(Assigned task): Please restate, word for word, the lines below that begin at the one with "Target: textured stone background" and end at the one with "Target: grey table surface". Leave out all other lines.

________________________

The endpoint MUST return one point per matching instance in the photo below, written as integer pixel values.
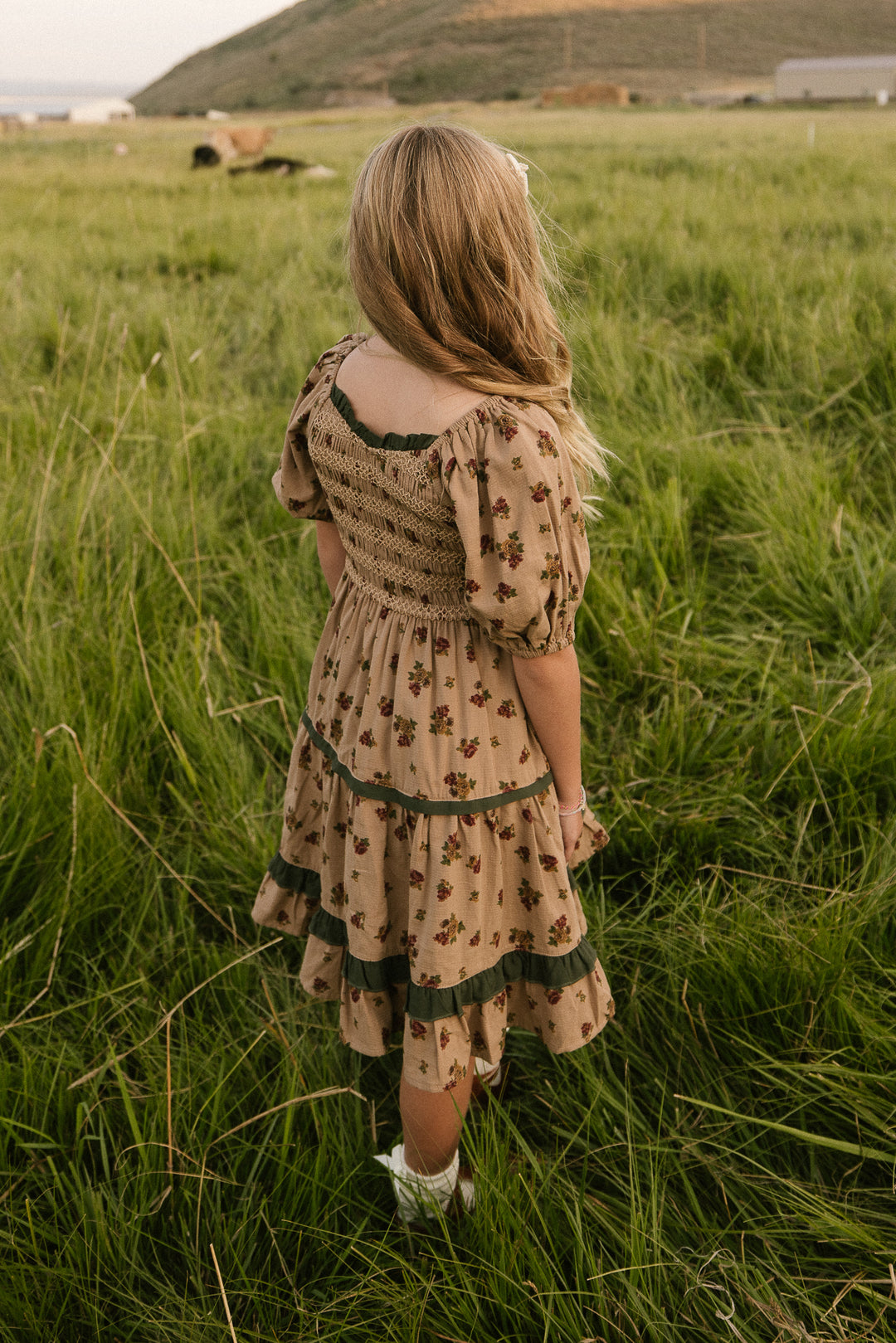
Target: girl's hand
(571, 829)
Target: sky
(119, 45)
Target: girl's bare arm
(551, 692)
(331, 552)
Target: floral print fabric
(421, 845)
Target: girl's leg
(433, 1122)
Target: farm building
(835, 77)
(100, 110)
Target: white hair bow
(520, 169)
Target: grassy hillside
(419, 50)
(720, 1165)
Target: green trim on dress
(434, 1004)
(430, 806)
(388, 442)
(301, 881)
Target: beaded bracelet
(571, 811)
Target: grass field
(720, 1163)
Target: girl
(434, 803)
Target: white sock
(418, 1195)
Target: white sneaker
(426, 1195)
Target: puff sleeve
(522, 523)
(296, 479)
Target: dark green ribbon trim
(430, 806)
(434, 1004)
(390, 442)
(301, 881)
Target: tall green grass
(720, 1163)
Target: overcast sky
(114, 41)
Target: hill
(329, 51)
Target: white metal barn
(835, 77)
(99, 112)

________________________

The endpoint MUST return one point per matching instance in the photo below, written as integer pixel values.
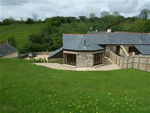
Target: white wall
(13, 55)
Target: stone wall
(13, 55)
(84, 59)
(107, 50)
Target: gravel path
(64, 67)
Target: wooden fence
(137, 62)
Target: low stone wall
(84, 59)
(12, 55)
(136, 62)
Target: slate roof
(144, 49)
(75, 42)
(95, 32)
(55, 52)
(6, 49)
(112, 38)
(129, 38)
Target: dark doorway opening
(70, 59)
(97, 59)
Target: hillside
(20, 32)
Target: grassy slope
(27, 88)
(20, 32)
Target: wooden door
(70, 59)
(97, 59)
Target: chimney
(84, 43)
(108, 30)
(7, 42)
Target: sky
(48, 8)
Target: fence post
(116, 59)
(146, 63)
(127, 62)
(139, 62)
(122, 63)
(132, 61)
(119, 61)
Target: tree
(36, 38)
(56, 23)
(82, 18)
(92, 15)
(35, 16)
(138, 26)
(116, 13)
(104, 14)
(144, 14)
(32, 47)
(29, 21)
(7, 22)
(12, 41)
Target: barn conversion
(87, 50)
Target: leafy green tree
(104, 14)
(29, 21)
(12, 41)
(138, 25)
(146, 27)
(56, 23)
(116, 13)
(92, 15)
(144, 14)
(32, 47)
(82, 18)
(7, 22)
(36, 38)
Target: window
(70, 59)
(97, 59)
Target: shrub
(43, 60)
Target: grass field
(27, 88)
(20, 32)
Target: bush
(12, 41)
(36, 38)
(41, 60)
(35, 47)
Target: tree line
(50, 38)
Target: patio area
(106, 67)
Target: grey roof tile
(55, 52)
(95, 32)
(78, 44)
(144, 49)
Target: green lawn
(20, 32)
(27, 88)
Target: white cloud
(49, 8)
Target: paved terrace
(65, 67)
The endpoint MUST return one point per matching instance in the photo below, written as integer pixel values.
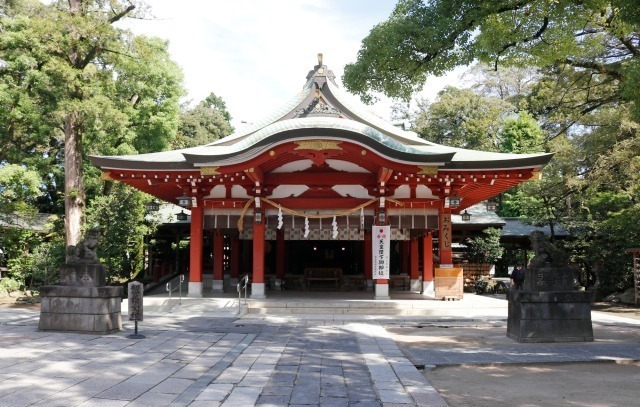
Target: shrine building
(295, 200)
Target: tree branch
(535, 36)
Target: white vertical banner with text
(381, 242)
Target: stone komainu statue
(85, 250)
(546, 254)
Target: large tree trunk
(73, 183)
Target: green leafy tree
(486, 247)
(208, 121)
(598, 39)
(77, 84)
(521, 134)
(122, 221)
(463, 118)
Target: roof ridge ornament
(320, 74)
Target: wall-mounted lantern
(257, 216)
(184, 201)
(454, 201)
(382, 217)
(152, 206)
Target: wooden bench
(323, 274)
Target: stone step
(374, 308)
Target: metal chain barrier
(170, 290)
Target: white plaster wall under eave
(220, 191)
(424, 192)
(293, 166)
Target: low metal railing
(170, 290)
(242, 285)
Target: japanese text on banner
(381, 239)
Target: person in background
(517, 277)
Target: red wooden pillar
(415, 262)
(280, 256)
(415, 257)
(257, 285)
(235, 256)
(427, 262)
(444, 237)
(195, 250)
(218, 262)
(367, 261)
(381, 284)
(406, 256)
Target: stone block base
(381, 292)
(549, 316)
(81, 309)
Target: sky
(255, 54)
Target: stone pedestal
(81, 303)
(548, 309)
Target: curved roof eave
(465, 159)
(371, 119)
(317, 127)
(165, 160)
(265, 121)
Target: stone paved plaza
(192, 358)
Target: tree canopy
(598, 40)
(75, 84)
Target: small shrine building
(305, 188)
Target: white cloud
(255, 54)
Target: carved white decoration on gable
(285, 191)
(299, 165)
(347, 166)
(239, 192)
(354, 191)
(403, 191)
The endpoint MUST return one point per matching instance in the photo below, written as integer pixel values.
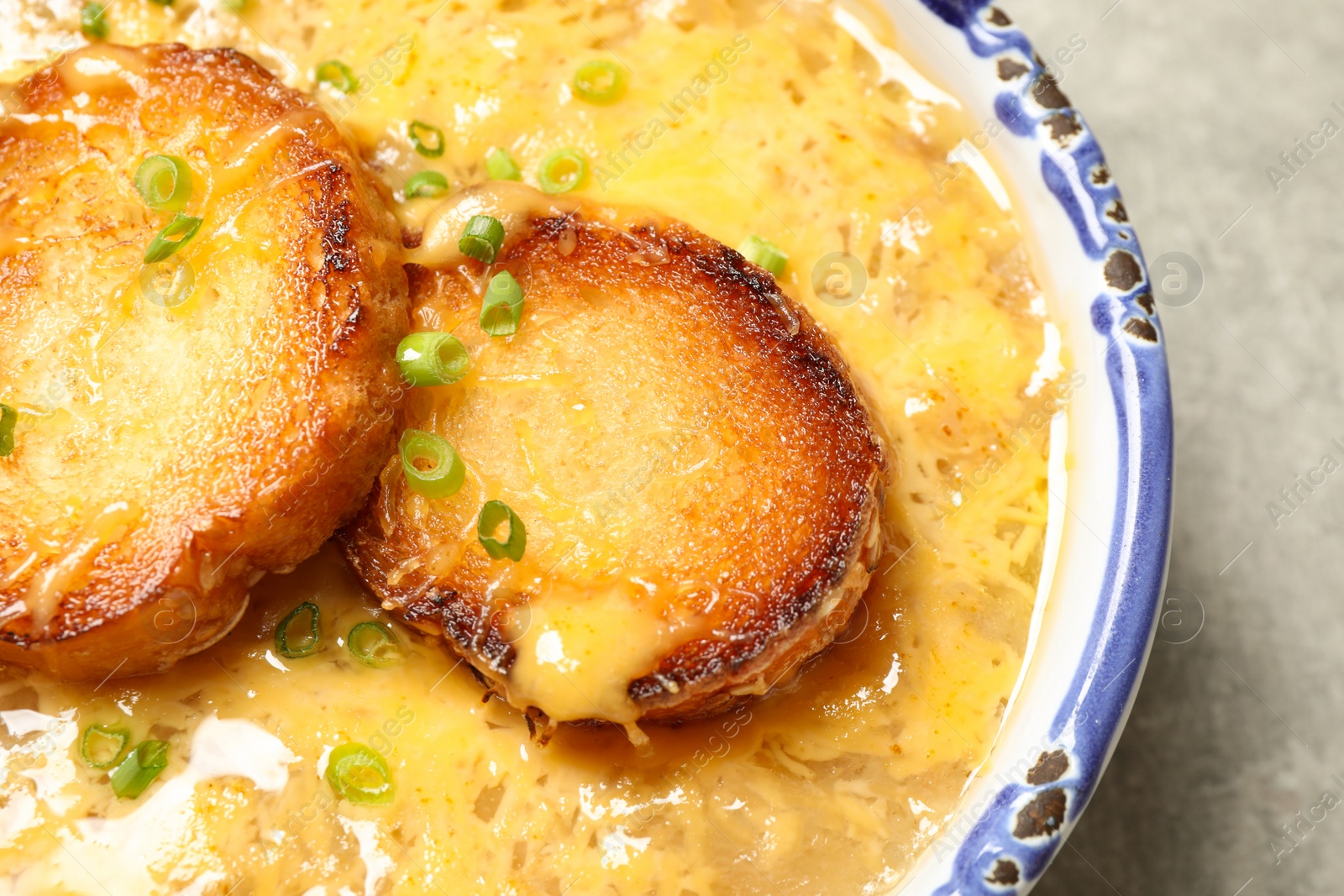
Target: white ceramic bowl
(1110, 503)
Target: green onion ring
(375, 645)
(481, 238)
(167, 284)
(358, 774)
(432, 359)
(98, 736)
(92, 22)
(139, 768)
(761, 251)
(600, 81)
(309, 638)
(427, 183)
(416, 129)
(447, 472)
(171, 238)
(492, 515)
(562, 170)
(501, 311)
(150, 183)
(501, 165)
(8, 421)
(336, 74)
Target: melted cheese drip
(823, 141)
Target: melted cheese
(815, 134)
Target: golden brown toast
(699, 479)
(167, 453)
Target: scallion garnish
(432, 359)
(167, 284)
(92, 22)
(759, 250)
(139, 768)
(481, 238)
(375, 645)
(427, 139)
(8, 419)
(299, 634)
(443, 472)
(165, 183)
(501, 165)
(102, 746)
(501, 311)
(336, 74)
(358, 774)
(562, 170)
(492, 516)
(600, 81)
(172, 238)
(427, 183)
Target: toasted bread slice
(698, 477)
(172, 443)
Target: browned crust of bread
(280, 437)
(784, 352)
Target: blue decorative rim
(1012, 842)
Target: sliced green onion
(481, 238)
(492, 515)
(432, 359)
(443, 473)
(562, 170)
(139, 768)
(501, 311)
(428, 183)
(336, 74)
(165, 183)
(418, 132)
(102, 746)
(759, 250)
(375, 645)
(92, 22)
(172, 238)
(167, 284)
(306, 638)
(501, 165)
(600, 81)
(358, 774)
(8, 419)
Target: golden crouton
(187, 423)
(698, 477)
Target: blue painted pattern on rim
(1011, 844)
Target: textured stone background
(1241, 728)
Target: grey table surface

________________________

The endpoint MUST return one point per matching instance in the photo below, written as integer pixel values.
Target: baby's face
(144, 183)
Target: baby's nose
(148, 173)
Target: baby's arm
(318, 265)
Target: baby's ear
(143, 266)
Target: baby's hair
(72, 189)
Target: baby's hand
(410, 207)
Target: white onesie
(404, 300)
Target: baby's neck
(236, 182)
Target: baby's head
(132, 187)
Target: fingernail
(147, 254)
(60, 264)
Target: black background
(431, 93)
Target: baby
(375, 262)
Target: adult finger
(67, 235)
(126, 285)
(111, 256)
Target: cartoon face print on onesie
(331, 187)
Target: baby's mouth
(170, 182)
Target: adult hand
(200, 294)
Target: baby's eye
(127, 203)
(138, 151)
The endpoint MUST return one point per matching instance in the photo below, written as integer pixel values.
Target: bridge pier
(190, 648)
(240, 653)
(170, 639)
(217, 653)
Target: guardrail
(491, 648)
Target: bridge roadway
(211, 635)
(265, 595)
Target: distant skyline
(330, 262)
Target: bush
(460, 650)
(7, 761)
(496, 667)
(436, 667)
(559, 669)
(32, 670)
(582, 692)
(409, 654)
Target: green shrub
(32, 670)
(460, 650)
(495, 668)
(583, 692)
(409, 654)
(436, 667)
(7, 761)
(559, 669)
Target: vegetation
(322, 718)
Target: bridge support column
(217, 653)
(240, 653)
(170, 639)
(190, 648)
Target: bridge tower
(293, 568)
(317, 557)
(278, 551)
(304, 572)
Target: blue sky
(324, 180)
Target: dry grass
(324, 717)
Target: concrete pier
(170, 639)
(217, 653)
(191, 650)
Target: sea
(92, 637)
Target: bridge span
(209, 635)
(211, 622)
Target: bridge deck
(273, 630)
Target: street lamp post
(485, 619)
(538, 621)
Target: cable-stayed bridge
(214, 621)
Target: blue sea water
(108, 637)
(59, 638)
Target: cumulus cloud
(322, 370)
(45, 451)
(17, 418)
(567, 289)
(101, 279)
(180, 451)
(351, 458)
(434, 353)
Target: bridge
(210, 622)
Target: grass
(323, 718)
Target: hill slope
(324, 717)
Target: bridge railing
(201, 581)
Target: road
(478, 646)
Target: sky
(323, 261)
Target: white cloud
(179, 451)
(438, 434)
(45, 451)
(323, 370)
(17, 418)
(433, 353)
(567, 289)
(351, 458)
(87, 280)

________________________

(Response to the task):
Target: textured stone background
(1241, 728)
Target: grey table surface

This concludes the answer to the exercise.